In the data below, find every line that has the string "field", and copy it.
** Opening RECORDS SHOWN block **
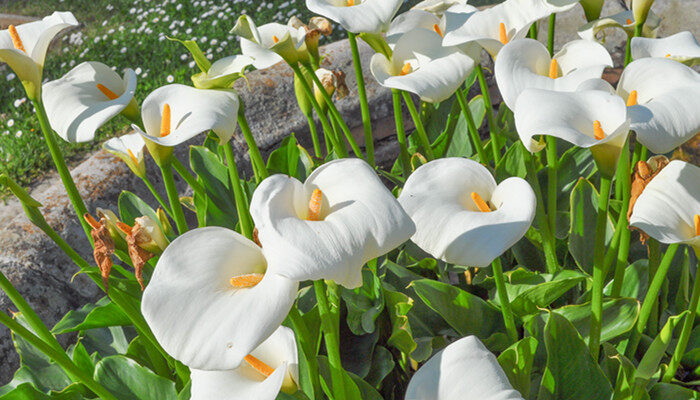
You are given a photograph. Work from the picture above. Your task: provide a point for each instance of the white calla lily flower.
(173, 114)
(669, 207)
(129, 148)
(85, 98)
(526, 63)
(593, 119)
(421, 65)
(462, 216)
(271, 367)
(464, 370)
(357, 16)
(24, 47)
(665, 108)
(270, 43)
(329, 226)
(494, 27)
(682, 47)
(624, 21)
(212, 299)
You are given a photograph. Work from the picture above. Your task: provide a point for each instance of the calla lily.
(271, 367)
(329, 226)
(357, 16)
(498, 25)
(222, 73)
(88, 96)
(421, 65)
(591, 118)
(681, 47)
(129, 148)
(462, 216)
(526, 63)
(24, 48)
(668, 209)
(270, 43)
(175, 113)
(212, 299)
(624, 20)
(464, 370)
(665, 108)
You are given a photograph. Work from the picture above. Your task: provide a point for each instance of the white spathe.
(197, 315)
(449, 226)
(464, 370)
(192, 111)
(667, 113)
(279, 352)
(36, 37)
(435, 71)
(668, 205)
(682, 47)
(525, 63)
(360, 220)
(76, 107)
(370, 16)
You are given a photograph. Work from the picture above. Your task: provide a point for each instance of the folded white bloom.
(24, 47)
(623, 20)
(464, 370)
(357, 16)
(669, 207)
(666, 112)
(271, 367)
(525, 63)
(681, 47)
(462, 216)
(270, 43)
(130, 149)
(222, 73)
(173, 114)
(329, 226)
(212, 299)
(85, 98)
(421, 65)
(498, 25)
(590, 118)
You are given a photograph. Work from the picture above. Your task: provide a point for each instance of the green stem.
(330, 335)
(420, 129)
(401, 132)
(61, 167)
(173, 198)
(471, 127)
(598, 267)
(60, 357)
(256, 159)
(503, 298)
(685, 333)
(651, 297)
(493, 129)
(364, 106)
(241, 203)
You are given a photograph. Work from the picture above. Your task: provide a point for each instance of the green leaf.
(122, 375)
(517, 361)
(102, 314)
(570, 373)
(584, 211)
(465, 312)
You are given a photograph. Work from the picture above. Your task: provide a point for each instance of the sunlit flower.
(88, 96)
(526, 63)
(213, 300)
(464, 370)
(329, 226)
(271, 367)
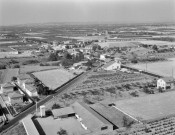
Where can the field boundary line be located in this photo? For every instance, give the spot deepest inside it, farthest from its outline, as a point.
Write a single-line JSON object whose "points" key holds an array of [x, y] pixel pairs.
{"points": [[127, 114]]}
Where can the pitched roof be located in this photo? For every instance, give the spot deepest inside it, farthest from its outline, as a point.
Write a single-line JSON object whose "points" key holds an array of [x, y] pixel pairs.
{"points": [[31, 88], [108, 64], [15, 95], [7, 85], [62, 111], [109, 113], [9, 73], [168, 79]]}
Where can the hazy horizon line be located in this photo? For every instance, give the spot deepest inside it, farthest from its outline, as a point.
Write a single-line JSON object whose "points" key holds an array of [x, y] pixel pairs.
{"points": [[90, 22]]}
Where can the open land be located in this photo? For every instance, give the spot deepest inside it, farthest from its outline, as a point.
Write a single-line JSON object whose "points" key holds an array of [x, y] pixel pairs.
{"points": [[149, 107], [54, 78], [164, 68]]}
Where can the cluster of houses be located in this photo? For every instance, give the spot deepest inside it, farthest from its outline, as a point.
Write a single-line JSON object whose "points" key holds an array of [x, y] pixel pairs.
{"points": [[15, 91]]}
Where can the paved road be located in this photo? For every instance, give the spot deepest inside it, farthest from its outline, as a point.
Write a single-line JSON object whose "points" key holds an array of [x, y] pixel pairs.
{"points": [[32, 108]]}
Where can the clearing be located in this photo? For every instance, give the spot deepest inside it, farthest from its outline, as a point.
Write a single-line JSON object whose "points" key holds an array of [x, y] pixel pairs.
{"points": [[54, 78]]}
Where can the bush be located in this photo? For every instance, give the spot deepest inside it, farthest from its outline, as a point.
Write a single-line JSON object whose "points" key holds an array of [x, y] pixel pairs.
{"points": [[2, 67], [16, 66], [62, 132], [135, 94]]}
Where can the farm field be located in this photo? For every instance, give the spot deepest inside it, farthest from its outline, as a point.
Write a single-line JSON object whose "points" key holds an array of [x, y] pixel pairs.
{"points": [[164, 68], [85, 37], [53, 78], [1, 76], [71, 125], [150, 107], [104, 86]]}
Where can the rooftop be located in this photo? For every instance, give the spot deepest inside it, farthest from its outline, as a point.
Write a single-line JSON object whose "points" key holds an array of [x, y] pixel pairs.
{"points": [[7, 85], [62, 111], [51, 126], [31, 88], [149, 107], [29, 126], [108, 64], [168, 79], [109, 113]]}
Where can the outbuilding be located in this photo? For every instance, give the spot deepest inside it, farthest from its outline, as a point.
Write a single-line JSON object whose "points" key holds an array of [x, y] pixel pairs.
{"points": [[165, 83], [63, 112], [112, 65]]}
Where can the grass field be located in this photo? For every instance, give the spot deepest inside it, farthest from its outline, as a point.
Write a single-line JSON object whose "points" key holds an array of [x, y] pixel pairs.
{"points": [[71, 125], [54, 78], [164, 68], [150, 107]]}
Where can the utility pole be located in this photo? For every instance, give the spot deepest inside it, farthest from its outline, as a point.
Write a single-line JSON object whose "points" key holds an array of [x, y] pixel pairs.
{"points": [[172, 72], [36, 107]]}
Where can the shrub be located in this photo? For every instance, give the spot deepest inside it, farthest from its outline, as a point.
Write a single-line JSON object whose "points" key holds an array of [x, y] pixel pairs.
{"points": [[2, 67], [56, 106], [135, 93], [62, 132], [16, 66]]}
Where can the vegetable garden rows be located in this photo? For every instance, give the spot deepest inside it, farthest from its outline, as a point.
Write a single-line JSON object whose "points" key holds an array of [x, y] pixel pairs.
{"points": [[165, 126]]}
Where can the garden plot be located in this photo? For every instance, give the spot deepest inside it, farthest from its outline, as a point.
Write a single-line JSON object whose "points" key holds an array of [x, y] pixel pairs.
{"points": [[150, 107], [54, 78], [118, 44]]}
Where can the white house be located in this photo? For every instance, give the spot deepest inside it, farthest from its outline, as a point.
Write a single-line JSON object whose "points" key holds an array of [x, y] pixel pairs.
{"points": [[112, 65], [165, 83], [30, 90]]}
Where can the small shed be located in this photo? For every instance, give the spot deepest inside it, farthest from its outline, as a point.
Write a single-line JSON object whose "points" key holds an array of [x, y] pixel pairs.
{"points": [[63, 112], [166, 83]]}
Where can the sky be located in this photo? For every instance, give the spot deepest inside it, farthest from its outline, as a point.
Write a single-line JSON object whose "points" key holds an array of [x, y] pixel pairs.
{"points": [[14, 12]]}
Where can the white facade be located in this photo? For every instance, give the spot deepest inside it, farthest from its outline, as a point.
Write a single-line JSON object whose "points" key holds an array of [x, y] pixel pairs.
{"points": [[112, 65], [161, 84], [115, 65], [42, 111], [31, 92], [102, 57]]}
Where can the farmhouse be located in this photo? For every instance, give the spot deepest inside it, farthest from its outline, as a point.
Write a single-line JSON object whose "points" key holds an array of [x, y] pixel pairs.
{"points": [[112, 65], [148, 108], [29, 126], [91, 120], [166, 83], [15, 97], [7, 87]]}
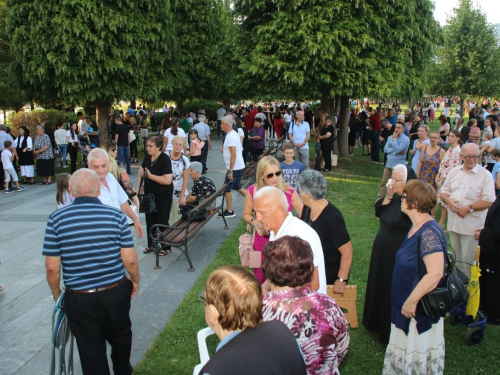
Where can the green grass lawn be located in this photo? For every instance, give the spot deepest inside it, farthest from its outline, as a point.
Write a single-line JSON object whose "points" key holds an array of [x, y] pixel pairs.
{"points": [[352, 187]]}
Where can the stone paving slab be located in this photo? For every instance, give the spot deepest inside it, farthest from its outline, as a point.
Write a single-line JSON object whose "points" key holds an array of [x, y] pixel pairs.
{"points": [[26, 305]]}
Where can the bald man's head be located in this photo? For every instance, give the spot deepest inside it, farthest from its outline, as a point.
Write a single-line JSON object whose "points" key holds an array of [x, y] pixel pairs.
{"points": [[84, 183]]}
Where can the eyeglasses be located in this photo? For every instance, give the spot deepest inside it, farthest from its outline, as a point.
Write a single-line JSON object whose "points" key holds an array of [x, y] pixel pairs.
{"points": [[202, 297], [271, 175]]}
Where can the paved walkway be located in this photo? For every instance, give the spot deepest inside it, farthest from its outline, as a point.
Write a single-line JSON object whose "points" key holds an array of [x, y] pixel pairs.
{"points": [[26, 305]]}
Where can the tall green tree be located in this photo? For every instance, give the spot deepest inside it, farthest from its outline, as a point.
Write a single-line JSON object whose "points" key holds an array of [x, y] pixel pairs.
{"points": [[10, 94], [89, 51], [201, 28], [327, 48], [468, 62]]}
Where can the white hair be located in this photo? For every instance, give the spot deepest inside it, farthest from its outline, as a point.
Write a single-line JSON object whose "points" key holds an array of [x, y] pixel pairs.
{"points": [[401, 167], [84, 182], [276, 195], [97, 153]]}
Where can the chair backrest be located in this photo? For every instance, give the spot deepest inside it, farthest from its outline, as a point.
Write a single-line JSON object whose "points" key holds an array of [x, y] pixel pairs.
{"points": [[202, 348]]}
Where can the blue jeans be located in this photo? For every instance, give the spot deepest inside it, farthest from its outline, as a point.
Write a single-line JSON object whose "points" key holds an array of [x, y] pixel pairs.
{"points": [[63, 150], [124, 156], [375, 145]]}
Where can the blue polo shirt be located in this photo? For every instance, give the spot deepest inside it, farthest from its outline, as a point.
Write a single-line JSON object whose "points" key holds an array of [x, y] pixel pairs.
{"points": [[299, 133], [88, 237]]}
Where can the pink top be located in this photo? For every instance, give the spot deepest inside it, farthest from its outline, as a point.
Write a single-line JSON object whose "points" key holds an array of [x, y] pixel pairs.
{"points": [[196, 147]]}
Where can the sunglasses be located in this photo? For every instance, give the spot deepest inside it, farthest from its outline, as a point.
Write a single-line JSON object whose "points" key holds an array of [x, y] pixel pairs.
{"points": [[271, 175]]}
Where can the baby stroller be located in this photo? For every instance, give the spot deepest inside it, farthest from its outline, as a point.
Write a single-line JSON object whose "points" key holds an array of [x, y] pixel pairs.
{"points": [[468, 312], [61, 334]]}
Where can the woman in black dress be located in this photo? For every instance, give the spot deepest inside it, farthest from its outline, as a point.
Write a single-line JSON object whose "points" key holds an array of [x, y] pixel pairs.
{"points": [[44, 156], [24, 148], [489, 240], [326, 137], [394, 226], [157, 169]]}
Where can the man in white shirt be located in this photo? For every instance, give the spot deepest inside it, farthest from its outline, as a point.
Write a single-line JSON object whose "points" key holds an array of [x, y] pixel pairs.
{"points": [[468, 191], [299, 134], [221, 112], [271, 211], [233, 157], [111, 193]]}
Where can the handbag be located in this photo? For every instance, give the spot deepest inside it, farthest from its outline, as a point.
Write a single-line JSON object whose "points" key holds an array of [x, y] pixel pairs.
** Closing RECORDS SHOWN block **
RESPONSE
Where can the field boundary line be located in this photo? For every instance, give the spot deepest inside it, farthest from its outline, as a point.
Where can the farm field be located in this photo? For every instance, give the spot deepest inside it, farthest from its outline, as a point.
Where can the grass field be located in this photo? For every instance, give the spot deepest inside it, farthest from its outline, as a point.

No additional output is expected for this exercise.